### Records supplied
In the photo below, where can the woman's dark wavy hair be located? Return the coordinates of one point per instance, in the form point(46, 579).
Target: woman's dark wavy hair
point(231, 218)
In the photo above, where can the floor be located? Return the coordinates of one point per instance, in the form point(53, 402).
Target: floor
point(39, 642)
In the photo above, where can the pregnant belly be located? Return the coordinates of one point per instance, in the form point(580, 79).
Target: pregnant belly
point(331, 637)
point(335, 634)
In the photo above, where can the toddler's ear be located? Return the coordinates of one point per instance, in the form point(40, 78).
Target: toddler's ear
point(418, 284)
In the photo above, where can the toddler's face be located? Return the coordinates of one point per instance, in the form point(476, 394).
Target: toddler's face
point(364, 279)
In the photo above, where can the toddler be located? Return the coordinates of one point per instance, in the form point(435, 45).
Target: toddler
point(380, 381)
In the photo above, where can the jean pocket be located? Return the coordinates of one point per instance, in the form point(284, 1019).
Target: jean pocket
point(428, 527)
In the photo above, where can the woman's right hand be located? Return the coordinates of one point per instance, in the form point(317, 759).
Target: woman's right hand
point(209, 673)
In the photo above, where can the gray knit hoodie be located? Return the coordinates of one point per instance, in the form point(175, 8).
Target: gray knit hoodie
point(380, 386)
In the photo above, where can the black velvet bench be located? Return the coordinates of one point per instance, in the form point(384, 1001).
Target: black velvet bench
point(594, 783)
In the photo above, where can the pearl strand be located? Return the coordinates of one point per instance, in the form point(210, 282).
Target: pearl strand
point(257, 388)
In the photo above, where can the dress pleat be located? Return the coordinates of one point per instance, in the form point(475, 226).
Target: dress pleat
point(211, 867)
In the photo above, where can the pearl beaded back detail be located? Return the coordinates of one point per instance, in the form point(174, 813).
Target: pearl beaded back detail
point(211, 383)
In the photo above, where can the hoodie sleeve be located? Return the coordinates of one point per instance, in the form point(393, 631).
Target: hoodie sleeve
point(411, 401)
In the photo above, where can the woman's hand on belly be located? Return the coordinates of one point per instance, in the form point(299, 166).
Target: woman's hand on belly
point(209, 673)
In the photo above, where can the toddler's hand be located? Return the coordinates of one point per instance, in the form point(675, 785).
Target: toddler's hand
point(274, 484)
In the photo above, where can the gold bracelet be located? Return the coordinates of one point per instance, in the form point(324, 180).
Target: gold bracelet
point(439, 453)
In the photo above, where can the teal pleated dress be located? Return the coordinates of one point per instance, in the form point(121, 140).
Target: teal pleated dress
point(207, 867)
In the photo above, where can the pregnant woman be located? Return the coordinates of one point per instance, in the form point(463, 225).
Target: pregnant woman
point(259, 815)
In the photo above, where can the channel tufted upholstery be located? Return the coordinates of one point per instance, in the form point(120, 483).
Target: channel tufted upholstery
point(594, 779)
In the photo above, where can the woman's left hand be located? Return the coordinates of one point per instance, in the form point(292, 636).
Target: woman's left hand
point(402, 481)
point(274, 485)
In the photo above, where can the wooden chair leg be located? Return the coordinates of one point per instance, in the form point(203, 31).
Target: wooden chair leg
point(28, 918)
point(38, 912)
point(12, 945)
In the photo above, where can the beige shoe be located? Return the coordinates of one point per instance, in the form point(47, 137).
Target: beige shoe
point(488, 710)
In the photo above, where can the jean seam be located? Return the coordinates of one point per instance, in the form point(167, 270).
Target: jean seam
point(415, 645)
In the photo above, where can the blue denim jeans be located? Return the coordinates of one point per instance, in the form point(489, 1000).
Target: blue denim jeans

### Required work
Scan the material above. Copy each line where "jeans" occurs.

### Completed exercise
In the photo above, where can the blue denim jeans be located? Return the coordinates of one point per instance, in the form point(489, 1000).
Target: blue denim jeans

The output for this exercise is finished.